>> Start Exercise inputs

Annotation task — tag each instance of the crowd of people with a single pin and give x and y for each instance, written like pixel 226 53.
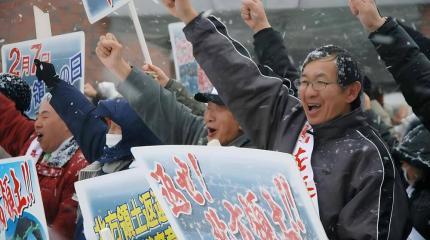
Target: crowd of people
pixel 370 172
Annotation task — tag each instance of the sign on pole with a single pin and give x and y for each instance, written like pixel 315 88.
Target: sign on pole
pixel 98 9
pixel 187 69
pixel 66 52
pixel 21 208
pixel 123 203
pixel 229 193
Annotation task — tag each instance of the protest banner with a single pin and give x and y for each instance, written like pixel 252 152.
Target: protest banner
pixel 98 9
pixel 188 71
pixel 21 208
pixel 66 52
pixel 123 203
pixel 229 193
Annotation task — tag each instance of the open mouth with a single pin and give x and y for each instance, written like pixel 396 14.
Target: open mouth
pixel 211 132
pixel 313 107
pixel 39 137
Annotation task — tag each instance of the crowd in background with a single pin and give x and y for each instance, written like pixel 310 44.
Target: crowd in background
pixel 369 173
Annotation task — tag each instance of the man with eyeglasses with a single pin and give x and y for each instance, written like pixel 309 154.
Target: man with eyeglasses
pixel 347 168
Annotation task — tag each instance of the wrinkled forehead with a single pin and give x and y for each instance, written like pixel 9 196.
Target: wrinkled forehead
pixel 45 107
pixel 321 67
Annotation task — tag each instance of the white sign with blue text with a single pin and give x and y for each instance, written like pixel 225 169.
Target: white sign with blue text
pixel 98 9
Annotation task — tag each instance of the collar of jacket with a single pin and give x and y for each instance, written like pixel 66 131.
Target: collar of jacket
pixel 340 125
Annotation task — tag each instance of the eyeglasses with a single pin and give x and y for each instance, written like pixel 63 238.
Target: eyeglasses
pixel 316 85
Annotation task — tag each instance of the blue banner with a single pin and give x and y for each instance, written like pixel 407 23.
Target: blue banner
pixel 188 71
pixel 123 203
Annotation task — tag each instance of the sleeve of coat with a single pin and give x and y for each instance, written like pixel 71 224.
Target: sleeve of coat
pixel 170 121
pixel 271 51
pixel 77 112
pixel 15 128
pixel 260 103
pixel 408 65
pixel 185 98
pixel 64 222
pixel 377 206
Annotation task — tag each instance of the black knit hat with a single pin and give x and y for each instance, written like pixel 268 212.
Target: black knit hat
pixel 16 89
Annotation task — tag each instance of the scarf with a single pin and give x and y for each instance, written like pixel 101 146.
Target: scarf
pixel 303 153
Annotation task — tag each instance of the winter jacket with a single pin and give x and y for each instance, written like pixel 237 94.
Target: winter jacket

>> End Exercise inputs
>> Start Exercise inputs

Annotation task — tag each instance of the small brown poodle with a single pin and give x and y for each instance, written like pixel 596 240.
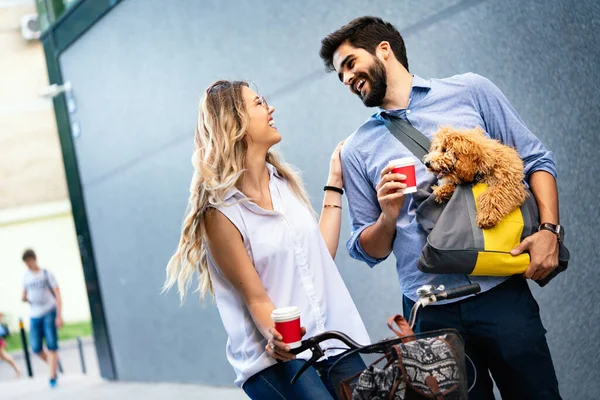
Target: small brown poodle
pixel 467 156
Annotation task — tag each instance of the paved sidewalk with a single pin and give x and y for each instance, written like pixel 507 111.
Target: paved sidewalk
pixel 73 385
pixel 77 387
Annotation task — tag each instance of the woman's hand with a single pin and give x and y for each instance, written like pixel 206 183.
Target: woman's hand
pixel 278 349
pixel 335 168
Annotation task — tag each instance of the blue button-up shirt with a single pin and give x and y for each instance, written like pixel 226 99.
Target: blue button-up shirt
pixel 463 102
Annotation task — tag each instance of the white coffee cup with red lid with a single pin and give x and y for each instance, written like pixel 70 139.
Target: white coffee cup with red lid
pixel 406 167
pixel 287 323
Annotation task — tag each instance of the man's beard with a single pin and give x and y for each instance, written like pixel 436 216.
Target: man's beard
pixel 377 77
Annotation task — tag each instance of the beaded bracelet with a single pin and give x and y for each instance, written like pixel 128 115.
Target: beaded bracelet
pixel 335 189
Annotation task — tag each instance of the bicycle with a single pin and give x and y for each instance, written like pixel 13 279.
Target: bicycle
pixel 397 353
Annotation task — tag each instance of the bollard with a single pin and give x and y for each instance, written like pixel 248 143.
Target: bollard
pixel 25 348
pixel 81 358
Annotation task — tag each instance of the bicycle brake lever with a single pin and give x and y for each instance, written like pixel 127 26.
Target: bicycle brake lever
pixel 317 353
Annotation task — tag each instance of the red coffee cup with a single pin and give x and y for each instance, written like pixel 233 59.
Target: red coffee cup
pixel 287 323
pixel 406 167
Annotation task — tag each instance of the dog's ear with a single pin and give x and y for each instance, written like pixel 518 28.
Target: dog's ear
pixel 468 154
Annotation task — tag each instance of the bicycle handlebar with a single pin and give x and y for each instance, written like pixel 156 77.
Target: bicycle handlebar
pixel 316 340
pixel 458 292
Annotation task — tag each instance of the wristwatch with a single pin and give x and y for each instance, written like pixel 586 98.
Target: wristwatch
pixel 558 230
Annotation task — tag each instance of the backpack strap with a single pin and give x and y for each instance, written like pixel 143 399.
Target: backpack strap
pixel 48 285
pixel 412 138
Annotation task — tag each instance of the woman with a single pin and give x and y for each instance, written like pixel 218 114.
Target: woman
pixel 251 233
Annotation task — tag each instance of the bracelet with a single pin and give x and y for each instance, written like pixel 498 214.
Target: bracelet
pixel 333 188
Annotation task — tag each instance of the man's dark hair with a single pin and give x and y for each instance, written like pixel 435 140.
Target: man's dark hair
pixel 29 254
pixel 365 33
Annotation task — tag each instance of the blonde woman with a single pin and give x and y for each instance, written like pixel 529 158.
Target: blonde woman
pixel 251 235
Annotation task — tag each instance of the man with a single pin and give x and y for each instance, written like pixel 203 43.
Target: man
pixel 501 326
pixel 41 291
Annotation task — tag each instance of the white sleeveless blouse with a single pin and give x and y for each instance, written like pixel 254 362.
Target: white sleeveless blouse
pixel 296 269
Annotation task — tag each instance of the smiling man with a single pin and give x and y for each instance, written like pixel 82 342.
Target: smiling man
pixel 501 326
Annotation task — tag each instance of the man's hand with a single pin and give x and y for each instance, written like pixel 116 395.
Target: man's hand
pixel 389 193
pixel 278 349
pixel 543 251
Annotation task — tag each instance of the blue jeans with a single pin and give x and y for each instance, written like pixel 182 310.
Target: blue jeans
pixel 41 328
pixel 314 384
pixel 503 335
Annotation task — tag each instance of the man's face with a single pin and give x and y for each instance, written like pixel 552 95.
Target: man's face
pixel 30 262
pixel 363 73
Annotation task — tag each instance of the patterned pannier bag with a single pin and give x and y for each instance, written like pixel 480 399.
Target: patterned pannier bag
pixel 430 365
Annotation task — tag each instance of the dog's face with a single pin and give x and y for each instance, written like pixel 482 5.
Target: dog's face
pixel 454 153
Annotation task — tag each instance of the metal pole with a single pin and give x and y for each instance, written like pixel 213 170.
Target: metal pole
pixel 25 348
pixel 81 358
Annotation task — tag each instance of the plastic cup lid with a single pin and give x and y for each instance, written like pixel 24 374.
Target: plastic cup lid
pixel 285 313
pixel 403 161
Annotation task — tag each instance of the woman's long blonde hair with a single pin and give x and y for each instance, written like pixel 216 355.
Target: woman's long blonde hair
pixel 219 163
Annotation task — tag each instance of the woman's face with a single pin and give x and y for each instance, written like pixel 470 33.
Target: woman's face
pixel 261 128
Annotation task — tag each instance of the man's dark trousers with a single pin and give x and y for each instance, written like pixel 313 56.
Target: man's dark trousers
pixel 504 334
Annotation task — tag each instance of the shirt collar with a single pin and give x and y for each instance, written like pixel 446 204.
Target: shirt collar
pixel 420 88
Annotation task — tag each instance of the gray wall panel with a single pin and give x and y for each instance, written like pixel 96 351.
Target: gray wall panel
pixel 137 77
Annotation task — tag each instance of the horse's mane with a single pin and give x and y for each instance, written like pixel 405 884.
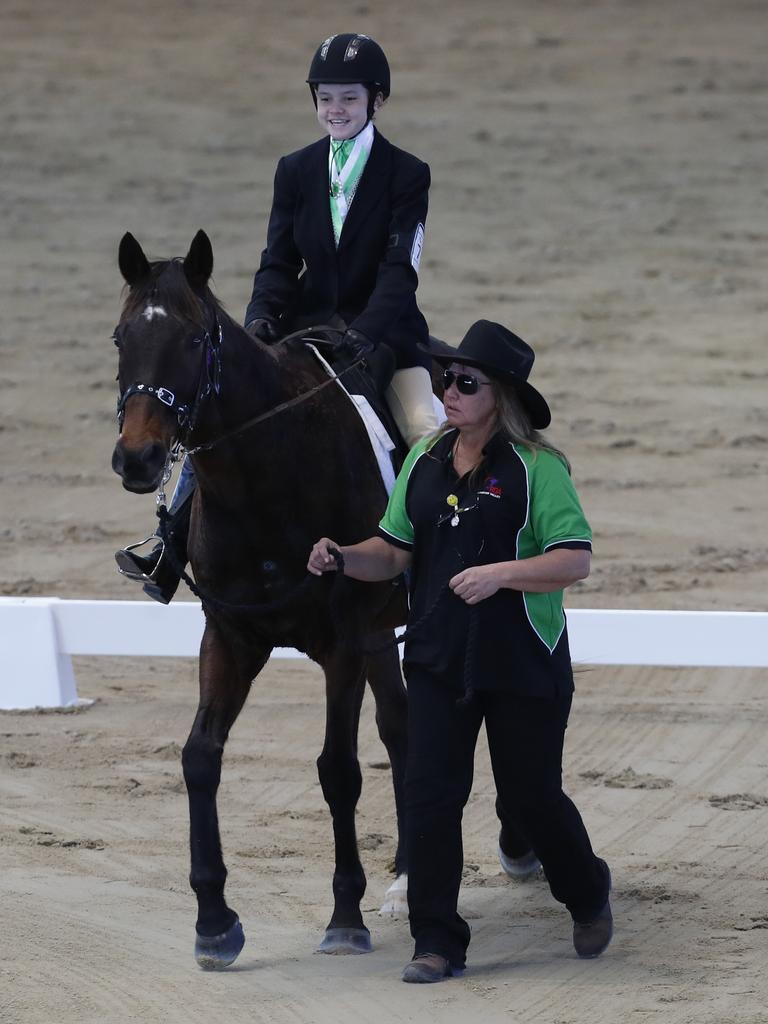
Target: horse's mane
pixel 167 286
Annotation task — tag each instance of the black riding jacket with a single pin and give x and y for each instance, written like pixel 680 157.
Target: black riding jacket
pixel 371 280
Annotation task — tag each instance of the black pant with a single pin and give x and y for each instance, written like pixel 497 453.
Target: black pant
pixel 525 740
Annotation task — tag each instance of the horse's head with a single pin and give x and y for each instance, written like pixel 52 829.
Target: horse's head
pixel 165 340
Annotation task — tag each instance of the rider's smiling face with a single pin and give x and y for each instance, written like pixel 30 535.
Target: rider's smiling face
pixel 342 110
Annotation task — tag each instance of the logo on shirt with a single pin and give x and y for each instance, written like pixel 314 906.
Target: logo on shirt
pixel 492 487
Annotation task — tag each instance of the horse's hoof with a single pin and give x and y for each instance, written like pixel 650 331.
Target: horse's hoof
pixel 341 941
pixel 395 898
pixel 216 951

>> End Exercise inputs
>> Start Exercise inputs

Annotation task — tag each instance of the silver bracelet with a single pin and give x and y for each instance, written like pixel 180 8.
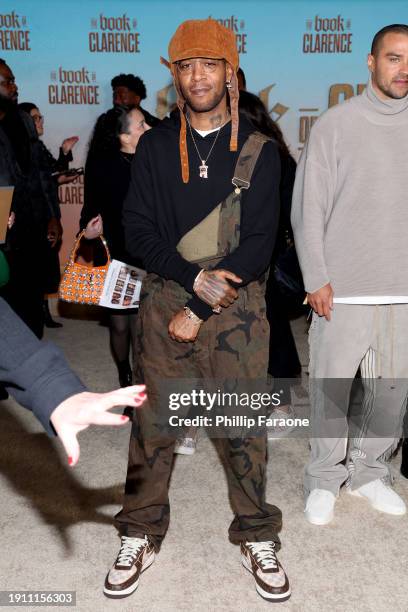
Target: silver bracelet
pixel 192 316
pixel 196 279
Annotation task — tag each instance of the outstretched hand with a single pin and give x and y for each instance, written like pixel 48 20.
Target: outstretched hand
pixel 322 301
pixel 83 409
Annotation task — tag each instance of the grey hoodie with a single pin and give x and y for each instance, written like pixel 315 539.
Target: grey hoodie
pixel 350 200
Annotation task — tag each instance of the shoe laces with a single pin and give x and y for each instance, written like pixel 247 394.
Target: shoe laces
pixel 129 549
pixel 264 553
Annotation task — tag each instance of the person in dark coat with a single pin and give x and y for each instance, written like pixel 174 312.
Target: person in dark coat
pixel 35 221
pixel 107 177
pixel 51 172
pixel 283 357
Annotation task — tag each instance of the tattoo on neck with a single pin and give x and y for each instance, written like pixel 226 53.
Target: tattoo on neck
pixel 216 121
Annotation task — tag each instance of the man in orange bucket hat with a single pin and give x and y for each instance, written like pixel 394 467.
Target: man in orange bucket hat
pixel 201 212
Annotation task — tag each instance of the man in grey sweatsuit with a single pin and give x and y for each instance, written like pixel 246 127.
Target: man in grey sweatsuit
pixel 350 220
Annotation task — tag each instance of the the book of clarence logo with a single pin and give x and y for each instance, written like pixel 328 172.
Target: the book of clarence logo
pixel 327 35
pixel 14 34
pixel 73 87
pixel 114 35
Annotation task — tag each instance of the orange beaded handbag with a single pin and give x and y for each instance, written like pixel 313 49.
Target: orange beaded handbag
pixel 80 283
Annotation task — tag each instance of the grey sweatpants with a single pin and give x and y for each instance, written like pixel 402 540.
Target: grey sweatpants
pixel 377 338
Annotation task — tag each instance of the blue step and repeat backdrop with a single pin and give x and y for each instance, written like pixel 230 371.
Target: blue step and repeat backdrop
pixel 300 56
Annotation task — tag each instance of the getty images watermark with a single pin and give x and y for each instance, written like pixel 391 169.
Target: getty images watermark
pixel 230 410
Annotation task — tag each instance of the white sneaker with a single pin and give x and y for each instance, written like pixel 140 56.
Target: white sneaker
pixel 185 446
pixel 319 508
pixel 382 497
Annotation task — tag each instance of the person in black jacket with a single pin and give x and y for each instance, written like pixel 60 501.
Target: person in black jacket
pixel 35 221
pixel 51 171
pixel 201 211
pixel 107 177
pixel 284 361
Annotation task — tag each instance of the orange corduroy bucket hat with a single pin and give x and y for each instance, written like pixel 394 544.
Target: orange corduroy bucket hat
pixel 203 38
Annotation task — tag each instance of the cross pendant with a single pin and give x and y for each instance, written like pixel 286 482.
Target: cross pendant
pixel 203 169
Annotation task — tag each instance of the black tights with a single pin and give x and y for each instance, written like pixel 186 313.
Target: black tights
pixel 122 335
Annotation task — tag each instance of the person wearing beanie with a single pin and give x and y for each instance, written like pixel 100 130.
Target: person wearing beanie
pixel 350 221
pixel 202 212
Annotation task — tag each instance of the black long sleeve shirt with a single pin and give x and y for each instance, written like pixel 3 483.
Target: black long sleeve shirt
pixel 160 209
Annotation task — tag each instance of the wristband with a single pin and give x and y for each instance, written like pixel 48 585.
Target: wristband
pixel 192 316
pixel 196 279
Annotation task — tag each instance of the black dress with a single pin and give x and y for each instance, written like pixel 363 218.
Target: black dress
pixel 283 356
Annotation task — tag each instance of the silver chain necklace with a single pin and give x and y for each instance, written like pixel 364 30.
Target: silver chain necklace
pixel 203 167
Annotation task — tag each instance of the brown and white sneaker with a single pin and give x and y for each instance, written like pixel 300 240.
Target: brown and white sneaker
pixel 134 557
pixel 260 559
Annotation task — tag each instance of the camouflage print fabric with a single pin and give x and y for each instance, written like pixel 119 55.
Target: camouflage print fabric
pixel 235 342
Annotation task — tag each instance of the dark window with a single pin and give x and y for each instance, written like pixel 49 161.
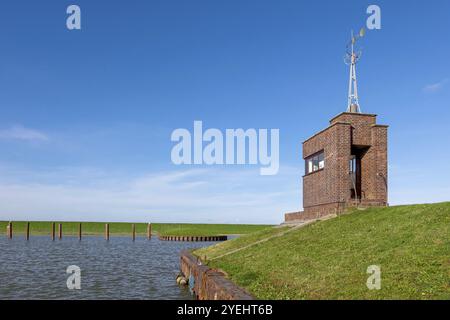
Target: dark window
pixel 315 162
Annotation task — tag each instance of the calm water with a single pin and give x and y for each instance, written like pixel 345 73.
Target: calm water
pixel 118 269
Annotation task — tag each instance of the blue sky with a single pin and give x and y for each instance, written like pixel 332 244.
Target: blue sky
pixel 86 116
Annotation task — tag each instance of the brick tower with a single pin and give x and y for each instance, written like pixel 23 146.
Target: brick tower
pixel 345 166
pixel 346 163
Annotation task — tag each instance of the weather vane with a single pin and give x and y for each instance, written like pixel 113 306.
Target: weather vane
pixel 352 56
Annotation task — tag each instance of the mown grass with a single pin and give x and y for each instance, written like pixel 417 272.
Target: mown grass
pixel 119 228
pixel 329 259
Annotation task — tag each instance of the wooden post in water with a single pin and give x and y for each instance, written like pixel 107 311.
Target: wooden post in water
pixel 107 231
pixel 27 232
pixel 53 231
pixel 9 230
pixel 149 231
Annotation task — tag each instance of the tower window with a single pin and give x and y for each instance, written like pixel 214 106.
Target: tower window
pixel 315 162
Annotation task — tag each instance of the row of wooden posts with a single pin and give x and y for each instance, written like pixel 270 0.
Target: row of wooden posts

>> End Exercise inputs

Short exercise – Rewrite the material from the line with "Annotation task — tag each instance of the crowd of" up to and including the line with "pixel 39 137", swapping "single pin" for "single marker" and leaving everything else unchanged. Leave the pictures out of your answer.

Result of this task –
Annotation task — tag each instance of the crowd of people with a single marker and give x and y for each instance, written like pixel 226 53.
Target: crowd of people
pixel 370 172
Annotation task — tag each instance of the sign on pole with a single marker and give x and y for each instance, written like pixel 315 88.
Target: sign on pole
pixel 98 9
pixel 187 69
pixel 66 52
pixel 21 208
pixel 123 203
pixel 229 193
Annotation task — tag each instance of the protest banner with a single marker and give x and y for each instance, written like pixel 252 152.
Target: protest banner
pixel 98 9
pixel 188 71
pixel 21 208
pixel 66 52
pixel 123 203
pixel 229 193
Annotation task — tag each instance of the open mouth with a single marker and give x and y for each instance, written like pixel 396 14.
Target: open mouth
pixel 211 132
pixel 313 107
pixel 39 137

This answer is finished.